Text:

Companion Animals or BFFs?
For my entire life I have had pets. In 1st grade my family bought the class rabbit when it was for sale, we named her Thumper. In 3rd grade my father brought home 2 frogs for me, that I named Sam and Chelsea. We adopted snakes and turtles we found in the creek behind our house. My father began collecting fish for his tank: a cat fish, a Jack Dempsey and a red devil fish. Finally, in 6th grade we adopted Louie, a “mystery mutt” from the Washington Animal Rescue League, and soon after we bought Stretch, a mini dachshund, as a brother and companion for Louie to have.
Pet keeping began during the Victorian age. This time period was when people started having more money and less struggles. They were able to spend money for recreational purposes, such as pets. This was when educated people now had time to explore their interests in animals and their capabilities.
So what has changed between then and now? The answer is: A LOT.
Let’s begin by defining the word “pet” and explaining what it means to us:
- A pet is an animal we decide to care of that my not be able to take care of itself.
- A pet is an animal we keep with companionship as the only purpose.
- A pet is an animal we treat as a family member or friend.
- A pet is an animal we have a two-way emotional relationship with.
- A pet is an animal we have ownership over. We consider them our property which we have responsibilities to care for.
Recently these responsibilities have become quite expensive. Let’s take a look at the money Americans have been spending on their pets:
- In 2009 $45.5 billion was spent on pets in the U.S.
- $17.56 billion for food.
- $10.41 billion for medications and medical supplies.
- $12.04 billion on veterinarian costs.
- $2.16 billion on live animal purchases.
- $3.36 billion on grooming and boarding.
Okay, now pick your jaw back up. I know you’re wondering what in the world could cost this much for a pet, not a child, but a pet. Well current trends in today’s pet keeping world have become very humanized. The medicines, surgeries, procedures and food that we spend money on for our pets are a part of the new health care and technologies we are providing for our pets. For example, food companies, such as Nature’s Recipe, are making sophisticated, more human-like, dog food. They add supplements and advertise in ways that will make owners want to buy the food for their pets because it resembles something they themselves might eat.

Task set:
1 – List every pet named in the pet-keeping text.
2 – According to the pet-keeping text, how much money was spent on pets in the U.S. in 2009?
3 – Summarize the pet-keeping text in two sentences.
The rows that follow are not needed for any of this work.

Supplied information:
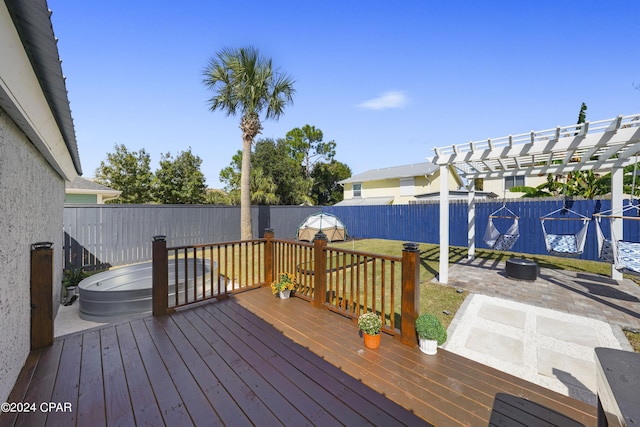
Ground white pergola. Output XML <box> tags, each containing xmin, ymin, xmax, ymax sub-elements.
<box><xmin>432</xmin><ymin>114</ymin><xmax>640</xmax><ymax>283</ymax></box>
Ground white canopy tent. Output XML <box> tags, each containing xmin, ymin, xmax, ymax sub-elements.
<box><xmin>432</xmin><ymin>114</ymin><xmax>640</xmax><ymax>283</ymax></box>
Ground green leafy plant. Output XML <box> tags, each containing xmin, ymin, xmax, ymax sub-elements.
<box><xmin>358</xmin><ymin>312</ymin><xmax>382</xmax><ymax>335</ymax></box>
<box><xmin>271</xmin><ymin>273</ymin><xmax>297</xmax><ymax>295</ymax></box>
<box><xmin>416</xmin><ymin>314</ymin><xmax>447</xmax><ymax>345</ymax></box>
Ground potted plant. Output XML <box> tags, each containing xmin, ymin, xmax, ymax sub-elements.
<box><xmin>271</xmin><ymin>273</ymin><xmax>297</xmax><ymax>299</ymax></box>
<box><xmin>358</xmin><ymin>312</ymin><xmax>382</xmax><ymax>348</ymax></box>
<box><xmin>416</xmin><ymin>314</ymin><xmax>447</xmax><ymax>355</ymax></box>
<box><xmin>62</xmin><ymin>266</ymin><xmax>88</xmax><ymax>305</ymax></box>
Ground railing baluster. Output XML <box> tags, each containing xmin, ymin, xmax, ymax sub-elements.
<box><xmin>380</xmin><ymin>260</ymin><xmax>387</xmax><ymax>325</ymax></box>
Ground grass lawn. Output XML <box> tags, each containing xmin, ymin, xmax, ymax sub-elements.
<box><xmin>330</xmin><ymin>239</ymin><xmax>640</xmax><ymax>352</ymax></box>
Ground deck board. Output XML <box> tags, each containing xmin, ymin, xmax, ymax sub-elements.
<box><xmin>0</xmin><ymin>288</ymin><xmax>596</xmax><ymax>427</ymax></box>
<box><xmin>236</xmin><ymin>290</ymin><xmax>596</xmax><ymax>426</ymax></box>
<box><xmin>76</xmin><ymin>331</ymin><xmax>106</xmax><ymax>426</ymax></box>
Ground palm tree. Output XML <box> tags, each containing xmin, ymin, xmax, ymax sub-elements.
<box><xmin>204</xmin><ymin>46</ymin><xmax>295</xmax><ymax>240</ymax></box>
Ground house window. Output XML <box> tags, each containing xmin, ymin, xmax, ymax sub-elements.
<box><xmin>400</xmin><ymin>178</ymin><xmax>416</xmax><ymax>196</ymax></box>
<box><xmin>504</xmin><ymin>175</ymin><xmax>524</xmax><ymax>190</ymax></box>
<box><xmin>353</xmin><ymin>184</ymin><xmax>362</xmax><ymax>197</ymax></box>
==
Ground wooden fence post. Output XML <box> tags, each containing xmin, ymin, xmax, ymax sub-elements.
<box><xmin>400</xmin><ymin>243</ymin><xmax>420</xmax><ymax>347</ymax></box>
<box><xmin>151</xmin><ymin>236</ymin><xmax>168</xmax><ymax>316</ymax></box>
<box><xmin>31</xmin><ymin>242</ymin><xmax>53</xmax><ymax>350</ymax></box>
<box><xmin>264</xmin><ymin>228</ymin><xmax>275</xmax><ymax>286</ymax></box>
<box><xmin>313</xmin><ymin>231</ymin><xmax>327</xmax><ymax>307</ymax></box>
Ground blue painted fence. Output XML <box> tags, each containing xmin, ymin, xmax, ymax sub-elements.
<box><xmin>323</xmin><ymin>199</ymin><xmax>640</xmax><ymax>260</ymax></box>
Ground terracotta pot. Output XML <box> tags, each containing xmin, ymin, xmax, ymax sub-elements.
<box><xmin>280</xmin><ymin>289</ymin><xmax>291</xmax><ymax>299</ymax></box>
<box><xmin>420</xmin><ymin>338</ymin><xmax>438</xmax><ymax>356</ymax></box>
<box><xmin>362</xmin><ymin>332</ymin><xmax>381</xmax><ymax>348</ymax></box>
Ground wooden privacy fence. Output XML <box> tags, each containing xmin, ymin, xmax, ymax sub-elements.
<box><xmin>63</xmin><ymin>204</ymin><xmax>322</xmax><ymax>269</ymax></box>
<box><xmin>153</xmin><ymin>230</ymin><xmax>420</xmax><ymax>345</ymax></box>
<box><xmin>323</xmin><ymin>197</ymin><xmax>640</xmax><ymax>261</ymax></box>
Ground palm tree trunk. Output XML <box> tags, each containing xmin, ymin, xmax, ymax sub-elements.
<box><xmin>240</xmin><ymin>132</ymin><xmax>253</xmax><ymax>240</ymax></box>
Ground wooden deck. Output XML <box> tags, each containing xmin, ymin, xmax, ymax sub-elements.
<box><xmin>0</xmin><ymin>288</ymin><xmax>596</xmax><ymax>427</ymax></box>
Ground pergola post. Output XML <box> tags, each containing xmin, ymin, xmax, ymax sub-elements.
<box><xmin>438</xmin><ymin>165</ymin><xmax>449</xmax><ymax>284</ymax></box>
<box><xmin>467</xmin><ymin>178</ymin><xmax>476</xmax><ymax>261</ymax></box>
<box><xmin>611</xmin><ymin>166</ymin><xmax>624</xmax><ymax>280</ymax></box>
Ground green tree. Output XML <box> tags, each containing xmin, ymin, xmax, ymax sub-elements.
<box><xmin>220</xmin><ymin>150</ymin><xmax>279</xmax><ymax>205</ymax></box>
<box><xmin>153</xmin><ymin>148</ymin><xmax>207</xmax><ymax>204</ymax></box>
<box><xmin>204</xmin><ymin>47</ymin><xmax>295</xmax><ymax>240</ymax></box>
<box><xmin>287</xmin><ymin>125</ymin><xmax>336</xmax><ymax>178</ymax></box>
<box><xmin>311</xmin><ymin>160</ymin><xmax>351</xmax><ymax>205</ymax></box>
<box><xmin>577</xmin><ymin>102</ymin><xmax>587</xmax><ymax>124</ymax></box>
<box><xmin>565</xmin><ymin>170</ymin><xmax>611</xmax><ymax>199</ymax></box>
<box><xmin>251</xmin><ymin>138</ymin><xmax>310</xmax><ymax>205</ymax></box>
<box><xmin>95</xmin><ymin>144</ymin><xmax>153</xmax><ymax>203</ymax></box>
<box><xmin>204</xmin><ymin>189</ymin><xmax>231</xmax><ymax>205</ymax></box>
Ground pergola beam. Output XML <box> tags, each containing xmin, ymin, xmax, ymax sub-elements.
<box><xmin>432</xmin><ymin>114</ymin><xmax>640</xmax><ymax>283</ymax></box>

Solved problems:
1 – Thumper, Sam, Chelsea, Louie, Stretch

2 – $45.5 billion

3 – The writer has kept many pets since childhood, and pet keeping itself began in the Victorian age, when people had more money to spend on things like pets. Today a pet is an animal treated as a family member or friend, and Americans spent $45.5 billion on pets in 2009 as pet care has become very humanized.